ENTRIES PROVIDED below:

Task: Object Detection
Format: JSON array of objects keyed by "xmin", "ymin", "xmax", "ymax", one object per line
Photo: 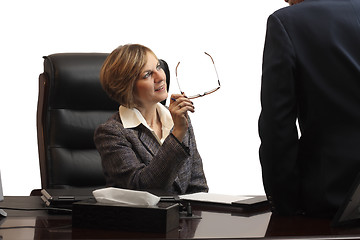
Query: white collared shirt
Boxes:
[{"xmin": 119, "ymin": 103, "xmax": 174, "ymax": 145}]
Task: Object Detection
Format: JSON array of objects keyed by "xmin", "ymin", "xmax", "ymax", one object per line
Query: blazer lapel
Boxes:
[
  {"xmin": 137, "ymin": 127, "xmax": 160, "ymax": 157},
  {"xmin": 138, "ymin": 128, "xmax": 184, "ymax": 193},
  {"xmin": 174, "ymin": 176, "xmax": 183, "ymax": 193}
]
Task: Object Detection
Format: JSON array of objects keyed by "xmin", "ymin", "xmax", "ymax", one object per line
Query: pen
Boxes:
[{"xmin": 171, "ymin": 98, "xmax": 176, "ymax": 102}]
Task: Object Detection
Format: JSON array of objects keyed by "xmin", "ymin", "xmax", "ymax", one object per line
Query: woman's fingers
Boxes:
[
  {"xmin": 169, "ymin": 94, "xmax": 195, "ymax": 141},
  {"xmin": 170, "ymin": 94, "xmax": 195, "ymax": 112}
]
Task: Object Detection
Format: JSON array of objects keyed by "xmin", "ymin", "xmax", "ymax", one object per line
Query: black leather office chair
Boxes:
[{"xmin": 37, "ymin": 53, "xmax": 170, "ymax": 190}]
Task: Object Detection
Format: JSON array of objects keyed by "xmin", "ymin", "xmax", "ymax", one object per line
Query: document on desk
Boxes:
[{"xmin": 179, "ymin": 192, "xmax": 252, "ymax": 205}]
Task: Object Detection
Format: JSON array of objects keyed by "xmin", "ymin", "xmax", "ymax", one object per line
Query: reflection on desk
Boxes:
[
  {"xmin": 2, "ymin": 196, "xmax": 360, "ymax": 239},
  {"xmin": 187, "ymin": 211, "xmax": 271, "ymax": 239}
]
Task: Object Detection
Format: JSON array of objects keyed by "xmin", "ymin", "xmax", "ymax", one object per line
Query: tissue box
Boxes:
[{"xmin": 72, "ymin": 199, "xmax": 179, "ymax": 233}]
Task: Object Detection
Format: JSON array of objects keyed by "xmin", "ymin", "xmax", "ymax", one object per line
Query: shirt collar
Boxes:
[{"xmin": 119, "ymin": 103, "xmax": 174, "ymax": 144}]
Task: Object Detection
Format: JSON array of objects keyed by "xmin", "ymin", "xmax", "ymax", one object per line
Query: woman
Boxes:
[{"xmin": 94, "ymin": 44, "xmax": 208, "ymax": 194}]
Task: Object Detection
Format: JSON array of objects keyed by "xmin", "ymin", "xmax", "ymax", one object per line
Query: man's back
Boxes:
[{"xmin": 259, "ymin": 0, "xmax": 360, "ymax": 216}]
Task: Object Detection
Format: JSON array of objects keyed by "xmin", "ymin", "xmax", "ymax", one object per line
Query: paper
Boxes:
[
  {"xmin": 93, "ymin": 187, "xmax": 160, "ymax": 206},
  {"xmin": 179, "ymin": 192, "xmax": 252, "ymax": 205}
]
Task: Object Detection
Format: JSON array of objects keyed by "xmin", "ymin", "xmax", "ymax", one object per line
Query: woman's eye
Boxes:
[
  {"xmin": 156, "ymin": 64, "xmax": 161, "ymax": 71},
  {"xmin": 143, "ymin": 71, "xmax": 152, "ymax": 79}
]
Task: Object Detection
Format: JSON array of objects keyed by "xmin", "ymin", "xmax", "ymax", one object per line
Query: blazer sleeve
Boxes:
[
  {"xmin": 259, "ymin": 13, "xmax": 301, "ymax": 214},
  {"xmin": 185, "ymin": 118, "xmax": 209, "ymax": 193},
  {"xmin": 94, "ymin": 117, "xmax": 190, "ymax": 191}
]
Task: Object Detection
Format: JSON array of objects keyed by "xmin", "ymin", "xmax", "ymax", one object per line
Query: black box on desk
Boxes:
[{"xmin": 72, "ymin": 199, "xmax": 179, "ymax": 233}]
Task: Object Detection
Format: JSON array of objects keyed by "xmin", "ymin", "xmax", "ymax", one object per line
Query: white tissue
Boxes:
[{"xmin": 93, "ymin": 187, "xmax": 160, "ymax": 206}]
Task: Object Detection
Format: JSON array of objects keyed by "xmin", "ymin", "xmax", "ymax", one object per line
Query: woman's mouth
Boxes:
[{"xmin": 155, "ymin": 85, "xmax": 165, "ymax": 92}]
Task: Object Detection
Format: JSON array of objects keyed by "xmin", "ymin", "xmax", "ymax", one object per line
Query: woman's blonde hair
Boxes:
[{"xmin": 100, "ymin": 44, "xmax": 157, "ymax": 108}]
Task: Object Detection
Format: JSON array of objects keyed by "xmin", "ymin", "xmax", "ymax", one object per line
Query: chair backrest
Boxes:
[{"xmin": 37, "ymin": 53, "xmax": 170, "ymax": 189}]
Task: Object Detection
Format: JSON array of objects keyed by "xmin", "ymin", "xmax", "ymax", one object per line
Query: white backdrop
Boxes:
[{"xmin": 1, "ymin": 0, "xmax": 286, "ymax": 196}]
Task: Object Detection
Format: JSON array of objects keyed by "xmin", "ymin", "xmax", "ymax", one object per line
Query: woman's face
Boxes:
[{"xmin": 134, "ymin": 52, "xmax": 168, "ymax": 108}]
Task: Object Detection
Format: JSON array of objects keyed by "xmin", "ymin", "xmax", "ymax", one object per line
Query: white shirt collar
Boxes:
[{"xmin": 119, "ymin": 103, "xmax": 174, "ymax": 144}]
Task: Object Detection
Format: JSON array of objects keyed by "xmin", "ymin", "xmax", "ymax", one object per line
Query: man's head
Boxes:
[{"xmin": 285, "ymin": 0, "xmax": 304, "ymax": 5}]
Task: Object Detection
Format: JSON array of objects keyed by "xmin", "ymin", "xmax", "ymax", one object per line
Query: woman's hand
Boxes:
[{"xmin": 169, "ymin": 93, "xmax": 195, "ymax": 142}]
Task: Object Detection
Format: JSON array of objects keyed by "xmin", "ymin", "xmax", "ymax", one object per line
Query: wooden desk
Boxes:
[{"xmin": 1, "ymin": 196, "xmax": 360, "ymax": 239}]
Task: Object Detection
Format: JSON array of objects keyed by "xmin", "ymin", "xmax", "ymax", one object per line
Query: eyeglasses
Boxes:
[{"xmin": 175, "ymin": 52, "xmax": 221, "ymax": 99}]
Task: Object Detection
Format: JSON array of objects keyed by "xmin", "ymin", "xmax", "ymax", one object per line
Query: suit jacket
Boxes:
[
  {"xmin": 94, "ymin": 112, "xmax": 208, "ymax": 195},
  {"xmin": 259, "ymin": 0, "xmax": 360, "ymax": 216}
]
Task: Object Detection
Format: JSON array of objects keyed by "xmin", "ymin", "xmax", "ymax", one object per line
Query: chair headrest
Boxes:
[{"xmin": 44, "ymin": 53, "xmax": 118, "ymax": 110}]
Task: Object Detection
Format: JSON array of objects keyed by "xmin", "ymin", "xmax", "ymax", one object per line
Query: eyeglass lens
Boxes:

End of ENTRIES PROVIDED.

# [WHAT TO WORK ON]
Which lines in the listing above hold the word "white"? Show each of them.

# [YOUR SOLUTION]
Query: white collared shirt
Query: white tissue
Query: white backdrop
Query: white shirt collar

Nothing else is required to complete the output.